#### [Provided passage]
+--

Code Signing certificates are a must for code publishers. With so many digital programs available to download, protecting users from malware and viruses is a prerequisite for any successful IT company or independent developer. Code Signing certs prove the identity of software’s creators and ensure that no one can alter the original code without being noticed. 

We have already written extensive guides on Code Signing certificates and how they work. In this article, we want to show you how to correctly implement them so that you follow the latest code signing and security practices.

Getting the Code Signing certificate

Code Signing certs follow the same cryptographic technology as regular SSL certificates. The entire trust process rets on PKI (Public Key Infrastructure). When you request a code signing cert from a Certificate Authority, you first generate the private and public keys. The CA uses the public key to verify your identity and affixes its own public key to the code signing certificate.

After the validation, you receive the code signing certificate and the encryption key pair. Before you can encrypt and sign your software, you must hash the software’s code. Hashing is the procedure of converting code into an arbitrary fixed value. The output of hashing, called a digest, is then encrypted using the private key. Next, you have to combine the digest with the code signing certificate and the hash function to create a signature block that goes into the software.

Private Key – the most important element

To ensure that your code signing certificate works and protects the software, you must store your private key in a safe location. If someone unauthorized gains access to your private key, your software becomes compromised. Many companies keep the private key on physical devices such as Hardware Security Modules, where cyber-attackers don’t have access. If you discover a security breach in the code signing process or lose your private key, you should revoke it immediately and issue a brand new key. You can read more about private key storage here.

+--

#### [Dataset]
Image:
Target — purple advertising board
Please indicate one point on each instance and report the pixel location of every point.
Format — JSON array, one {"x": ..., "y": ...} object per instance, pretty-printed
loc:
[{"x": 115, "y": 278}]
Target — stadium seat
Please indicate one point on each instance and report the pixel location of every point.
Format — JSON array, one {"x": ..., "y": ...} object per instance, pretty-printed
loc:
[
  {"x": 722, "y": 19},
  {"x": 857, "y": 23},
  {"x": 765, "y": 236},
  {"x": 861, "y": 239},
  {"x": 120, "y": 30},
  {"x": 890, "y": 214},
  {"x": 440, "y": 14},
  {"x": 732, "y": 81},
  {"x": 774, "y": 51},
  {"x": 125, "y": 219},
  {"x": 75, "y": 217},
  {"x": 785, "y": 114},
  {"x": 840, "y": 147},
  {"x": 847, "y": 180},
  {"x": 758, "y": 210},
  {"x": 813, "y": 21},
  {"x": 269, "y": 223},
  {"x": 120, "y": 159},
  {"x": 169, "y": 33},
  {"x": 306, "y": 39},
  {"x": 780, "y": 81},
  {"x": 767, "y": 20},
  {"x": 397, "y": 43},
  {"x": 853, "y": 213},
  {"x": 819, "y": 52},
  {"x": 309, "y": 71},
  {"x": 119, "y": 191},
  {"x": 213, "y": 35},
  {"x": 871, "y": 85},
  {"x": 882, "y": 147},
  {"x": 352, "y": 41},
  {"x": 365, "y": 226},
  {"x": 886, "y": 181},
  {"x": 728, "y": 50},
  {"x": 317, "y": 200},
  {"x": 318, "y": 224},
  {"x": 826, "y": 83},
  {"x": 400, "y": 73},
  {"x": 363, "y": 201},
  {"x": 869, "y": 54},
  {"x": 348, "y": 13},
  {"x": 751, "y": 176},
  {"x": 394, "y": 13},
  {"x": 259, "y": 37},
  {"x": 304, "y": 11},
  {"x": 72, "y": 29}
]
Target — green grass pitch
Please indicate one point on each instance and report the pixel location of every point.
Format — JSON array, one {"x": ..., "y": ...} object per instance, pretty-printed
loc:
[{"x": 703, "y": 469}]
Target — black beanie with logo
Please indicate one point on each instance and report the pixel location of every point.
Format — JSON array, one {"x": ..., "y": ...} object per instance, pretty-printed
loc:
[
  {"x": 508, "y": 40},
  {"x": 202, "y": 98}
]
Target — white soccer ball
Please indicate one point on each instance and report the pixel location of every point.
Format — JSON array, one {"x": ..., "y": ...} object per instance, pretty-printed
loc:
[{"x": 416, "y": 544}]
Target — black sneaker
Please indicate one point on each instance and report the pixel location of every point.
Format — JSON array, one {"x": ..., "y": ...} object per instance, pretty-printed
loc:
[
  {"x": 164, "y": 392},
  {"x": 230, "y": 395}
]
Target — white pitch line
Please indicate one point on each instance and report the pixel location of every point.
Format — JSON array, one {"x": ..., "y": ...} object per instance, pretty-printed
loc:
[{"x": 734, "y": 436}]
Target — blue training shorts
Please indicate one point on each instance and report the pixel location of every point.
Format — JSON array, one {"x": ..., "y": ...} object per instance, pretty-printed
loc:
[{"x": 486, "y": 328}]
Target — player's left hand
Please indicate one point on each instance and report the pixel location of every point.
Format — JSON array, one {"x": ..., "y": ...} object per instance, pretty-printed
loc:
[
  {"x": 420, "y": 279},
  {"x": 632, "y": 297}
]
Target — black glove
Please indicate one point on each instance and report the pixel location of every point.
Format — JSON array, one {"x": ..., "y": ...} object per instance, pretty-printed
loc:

+--

#### [Your task]
Extend the article on implementing Code Signing certificates by writing the next part, beginning after its closing sentence about private key storage.

#### [Your response]
Best Code Signing Practices

Code Signing certificates are not a magical tool that will solve all your security and trust issues indefinitely. However, without them, you won’t even have the chance to sell your digital products. Users are well aware of the dangers that come with unverified software. That’s why it’s imperative to follow the latest code signing practices if you want your software to look professional and reliable. Below we’ve listed a few tips on what to avoid and how to enhance your Code Singing certificate.

Buy only from trusted Certificate Authorities

Any software publisher can issue a self-signed certificate, but no one will trust it. Unless you need it for testing purposes, you should always get a code signing cert from a trusted third-party entity authorized to issue them to the public. Among the leading Certificate Authorities that issue a wide range of code signing products for every need are DigiCert and Sectigo. If you pick one of them, consider half the job done. For additional security and customer trust, invest in an Extended Validation Code Signing certificate.

Control the access to private keys

We’ve already touched on the importance of keeping private keys safe, but sometimes, in a large IT department too many individuals may have access to them. You should put strict guidelines on who has access to the organization’s private keys and how are they deployed. To further protect your private keys, establish a role-based access (RBAC) policy within your company.

Time-stamp the code

It’s always a good practice to time-stamp your code and not rely only on the certificate’s date of issuance. When the certificate expires or is revoked, a time-stamped code is still considered authentic. The timestamp is an integral part of the code signing process and can be completely trusted as it follows the Universal Time Coordinated sources.

Validate and scan your code

A code signing certificate verifies and confirms the publisher’s identity, but it doesn’t validate the code itself. Before launching your software, check your code for potential errors and vulnerabilities. A rigorous validation plan will ensure that the commercial version is bug-free and secure. The code signing certificate is the final layer of security that ties everything together and allows customers to use the products with peace of mind.

Don’t delay revocation when certs are compromised

Certificate revocation is a standard practice that keeps the code safe. CAs revoke certificates every time there’s a breach. When a certificate is revoked it becomes invalid before its expiration date. If your code signing certificate is compromised, you should contact the CA and ask it to be revoked. To make this process smooth and efficient, ensure your organization has certificate revocation guidelines and a designated individual authorized to initiate the revocation process.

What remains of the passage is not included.